## TASK PROMPT
Write out the whole listing again, exactly.

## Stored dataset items
______

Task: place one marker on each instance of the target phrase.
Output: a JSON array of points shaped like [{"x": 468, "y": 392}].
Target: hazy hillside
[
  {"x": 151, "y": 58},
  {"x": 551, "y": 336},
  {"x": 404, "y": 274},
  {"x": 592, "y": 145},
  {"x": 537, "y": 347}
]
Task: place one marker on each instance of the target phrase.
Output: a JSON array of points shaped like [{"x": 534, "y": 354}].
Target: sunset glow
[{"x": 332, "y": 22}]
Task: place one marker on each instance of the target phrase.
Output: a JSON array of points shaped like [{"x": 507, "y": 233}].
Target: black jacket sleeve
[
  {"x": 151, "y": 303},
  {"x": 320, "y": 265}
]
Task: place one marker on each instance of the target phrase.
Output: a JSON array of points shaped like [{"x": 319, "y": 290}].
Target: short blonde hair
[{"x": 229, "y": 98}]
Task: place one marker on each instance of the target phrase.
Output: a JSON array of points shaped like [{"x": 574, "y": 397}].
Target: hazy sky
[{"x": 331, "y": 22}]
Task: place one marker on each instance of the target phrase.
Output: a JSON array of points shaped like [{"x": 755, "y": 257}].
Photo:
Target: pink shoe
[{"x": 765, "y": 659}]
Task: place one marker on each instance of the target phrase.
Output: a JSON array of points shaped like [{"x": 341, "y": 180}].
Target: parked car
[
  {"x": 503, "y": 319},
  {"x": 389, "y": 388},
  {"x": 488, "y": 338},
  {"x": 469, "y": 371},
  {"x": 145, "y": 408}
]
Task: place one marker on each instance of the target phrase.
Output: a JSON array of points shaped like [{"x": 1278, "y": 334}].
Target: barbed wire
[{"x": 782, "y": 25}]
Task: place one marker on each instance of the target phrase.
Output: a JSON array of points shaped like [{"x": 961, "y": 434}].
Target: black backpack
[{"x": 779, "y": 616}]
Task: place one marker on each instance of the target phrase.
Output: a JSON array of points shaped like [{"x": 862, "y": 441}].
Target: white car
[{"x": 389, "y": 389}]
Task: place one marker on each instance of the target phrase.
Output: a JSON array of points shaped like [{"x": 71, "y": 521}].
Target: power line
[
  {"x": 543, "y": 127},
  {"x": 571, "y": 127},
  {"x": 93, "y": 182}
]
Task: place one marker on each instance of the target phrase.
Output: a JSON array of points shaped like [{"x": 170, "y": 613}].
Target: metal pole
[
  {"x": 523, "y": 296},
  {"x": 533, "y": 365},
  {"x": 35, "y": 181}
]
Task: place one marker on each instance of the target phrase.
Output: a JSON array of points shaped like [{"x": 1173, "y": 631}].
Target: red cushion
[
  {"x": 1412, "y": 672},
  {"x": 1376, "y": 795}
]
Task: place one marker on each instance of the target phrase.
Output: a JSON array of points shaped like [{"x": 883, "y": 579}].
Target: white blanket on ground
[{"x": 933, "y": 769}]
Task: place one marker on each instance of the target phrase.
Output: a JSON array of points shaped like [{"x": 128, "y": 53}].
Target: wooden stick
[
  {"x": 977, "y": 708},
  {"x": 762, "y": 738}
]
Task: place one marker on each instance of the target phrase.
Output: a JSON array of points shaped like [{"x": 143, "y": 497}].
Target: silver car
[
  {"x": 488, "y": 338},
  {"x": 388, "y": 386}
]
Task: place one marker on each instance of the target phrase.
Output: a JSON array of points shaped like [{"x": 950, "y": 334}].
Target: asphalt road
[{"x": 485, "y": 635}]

______

## EXERCISE ANSWER
Task: place one marker on each instance of the target phrase.
Output: a JSON array of points shaped like [{"x": 468, "y": 392}].
Target: hazy hillside
[
  {"x": 151, "y": 58},
  {"x": 551, "y": 336},
  {"x": 404, "y": 274},
  {"x": 592, "y": 145},
  {"x": 537, "y": 347}
]
Task: place one marker on each instance of the target phrase.
Output: a JSON array of points shaped like [{"x": 534, "y": 354}].
Target: sunset glow
[{"x": 332, "y": 22}]
Task: place one marker on each instance of the target phrase.
Output: a JSON array of points shaped like [{"x": 507, "y": 233}].
Target: black jacket sleeve
[
  {"x": 151, "y": 303},
  {"x": 320, "y": 265}
]
Task: place one marker on each instance of the target phrase.
Output: a JSON array of points shaped like [{"x": 319, "y": 290}].
Target: short blonde hair
[{"x": 229, "y": 98}]
Task: place one marker on each instance of the target phrase.
Output: a JSON array of points shaped like [{"x": 574, "y": 397}].
Target: hazy sky
[{"x": 331, "y": 22}]
Task: place one marker on each instance of the target phrase.
Output: a JSON array of points shaped like [{"x": 755, "y": 257}].
Photo:
Target: pink shoe
[{"x": 765, "y": 659}]
Task: place one marker on each instance of the target phrase.
Output: a JSON array of points shaped like [{"x": 341, "y": 180}].
Target: parked car
[
  {"x": 503, "y": 319},
  {"x": 389, "y": 388},
  {"x": 488, "y": 338},
  {"x": 469, "y": 371},
  {"x": 145, "y": 408}
]
Task: place one marker on each instance of the target phrase.
Output: a JSON array of points shaped like [{"x": 1278, "y": 334}].
Target: barbed wire
[{"x": 782, "y": 25}]
Task: place one marker on each instance of the target phrase.
Output: a JSON array of points shaped like [{"x": 961, "y": 434}].
Target: black backpack
[{"x": 779, "y": 616}]
Task: place one marker on each instance of the target phrase.
Output: a JSON array of points shaped like [{"x": 862, "y": 441}].
Target: white car
[{"x": 389, "y": 389}]
Task: place one marker on each instance of the target phrase.
Output: a JSON array of points shaped like [{"x": 71, "y": 521}].
Target: power line
[
  {"x": 543, "y": 127},
  {"x": 571, "y": 127},
  {"x": 93, "y": 182}
]
Task: place one marker on each instance of the target phrase.
Output: a JSON array of points shaped like [{"x": 170, "y": 613}].
Target: metal pole
[
  {"x": 523, "y": 296},
  {"x": 533, "y": 365},
  {"x": 35, "y": 181}
]
Task: place one marker on each instance of the target phrase.
Output: a JSON array of points shaped like [{"x": 1173, "y": 631}].
Target: red cushion
[
  {"x": 1412, "y": 672},
  {"x": 1376, "y": 795}
]
Task: place one marker on each instance of the target phrase.
Output: a JSON array of points shaped like [{"x": 883, "y": 579}].
Target: white blanket on ground
[{"x": 933, "y": 769}]
Task: place one marker on each instance of the target phrase.
Output: a JSON array of points shaped like [{"x": 128, "y": 53}].
Target: wooden stick
[
  {"x": 977, "y": 708},
  {"x": 762, "y": 738}
]
Task: place one marker on each instance of the target phrase.
Output: a JSON array of points shaped like [{"x": 143, "y": 497}].
Target: silver car
[
  {"x": 488, "y": 338},
  {"x": 388, "y": 386}
]
Task: place one marker on each instance of the target phrase.
Output: a JSON array of points shaped like [{"x": 950, "y": 334}].
Target: asphalt road
[{"x": 485, "y": 635}]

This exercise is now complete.